(Beginning of Records supplied)
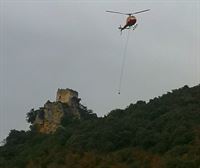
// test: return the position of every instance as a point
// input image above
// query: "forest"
(161, 133)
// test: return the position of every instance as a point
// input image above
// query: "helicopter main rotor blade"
(140, 11)
(118, 12)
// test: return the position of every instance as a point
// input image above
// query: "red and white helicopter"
(130, 21)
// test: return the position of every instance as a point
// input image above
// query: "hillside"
(163, 133)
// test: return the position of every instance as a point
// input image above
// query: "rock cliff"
(48, 119)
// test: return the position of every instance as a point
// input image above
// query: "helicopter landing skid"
(135, 27)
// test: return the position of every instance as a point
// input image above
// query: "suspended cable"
(123, 63)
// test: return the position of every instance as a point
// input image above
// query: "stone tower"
(66, 96)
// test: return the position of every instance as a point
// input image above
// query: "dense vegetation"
(163, 133)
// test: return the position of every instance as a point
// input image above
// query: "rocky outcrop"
(48, 118)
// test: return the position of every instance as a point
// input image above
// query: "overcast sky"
(51, 44)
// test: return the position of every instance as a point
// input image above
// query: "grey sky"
(49, 44)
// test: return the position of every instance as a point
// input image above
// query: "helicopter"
(131, 19)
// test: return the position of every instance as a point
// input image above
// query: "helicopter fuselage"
(130, 21)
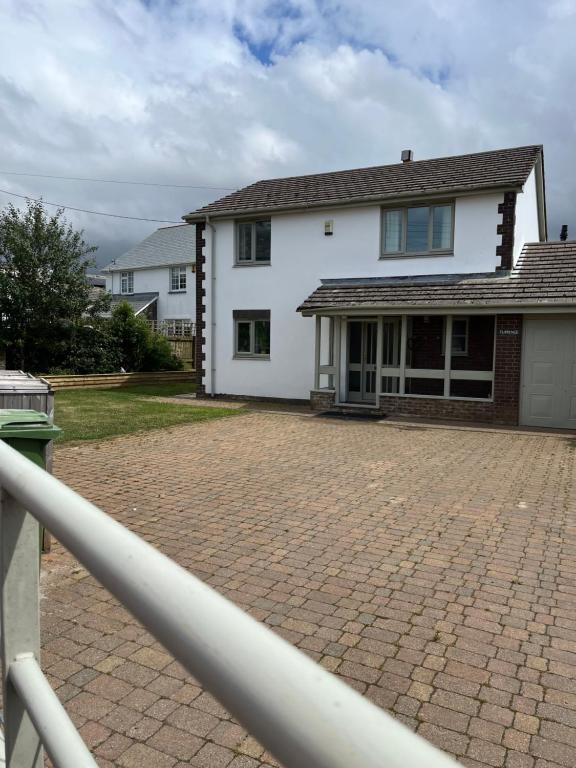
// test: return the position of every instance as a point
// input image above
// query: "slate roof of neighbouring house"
(166, 246)
(545, 275)
(502, 168)
(138, 301)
(End of Records supplied)
**Goal of the exercise**.
Exclude the images, then output the data above word for word.

**Response for this exercise**.
// test: return the position of every instance as a point
// input image above
// query: "forest"
(161, 133)
// test: return the position of every instance as a point
// input image above
// query: "helicopter main rotor blade"
(140, 11)
(118, 12)
// test: return the position of every instance as a point
// input image above
// query: "red and white helicopter"
(130, 21)
// test: return the position of every instance as a point
// input image above
// query: "hillside"
(163, 133)
// test: return the position of every instance as a point
// input image above
// query: "rock cliff"
(48, 119)
// test: return the position of every instance as a point
// input image above
// query: "helicopter landing skid"
(135, 27)
// test: return the position of every instance as a point
// input image above
// query: "suspended cable"
(123, 63)
// test: return the position of every instance as a point
// input image above
// query: "stone tower"
(66, 96)
// test: return the position of every instance as a point
// input image above
// query: "dense vegetation"
(163, 133)
// test: return the position of every instance as a point
// input image above
// query: "rocky outcrop"
(48, 118)
// test: return the position of every instance as a point
// input image above
// query: "overcast sky"
(51, 44)
// test: return the position of every instance as a point
// input image above
// query: "grey sky"
(49, 44)
// test: return the position of every instance as a point
// input image above
// query: "helicopter"
(131, 19)
// test: return the position of every instance as a point
// input image above
// query: "helicopter fuselage"
(130, 21)
// test: return the position of every instance as a point
// input image above
// query: "slate roof of neighbouring house"
(166, 246)
(545, 275)
(502, 168)
(138, 301)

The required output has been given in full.